Aim of the exercise
Rewrite the records below with every "drop a single marker" changed to "place one point" and everything else kept the same. Leave the pictures out of your answer.

——————

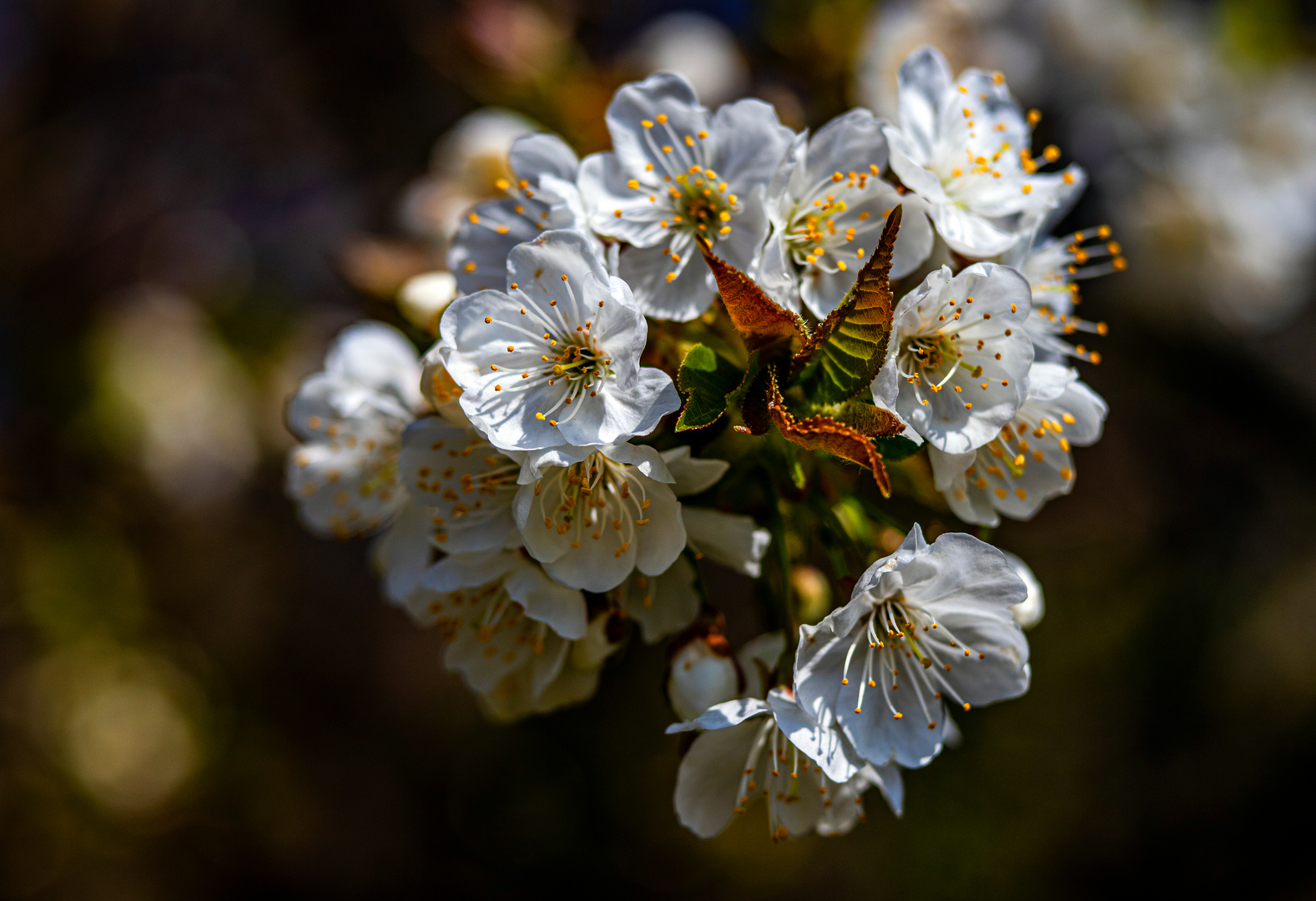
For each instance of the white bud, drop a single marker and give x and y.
(703, 674)
(424, 298)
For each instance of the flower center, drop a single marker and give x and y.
(895, 633)
(594, 499)
(778, 771)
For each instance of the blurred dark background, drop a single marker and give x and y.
(200, 700)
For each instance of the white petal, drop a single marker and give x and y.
(731, 540)
(691, 474)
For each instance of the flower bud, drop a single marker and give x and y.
(424, 298)
(703, 672)
(1028, 613)
(814, 591)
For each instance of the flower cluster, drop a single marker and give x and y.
(536, 497)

——————

Result of the task
For each instance of the white bud, place one point and give x and y.
(703, 674)
(424, 298)
For each instance of the flower center, place one point and give x and y.
(895, 633)
(594, 499)
(778, 771)
For each instance of the blurred dark background, place one point and give x and y.
(200, 700)
For each instance of the white petal, place one point and give x and y.
(731, 540)
(691, 474)
For each instance of the flower bud, place one point and give x and y.
(424, 298)
(703, 672)
(1028, 613)
(814, 591)
For each instance of the flower cluster, place one point and give x and y.
(536, 497)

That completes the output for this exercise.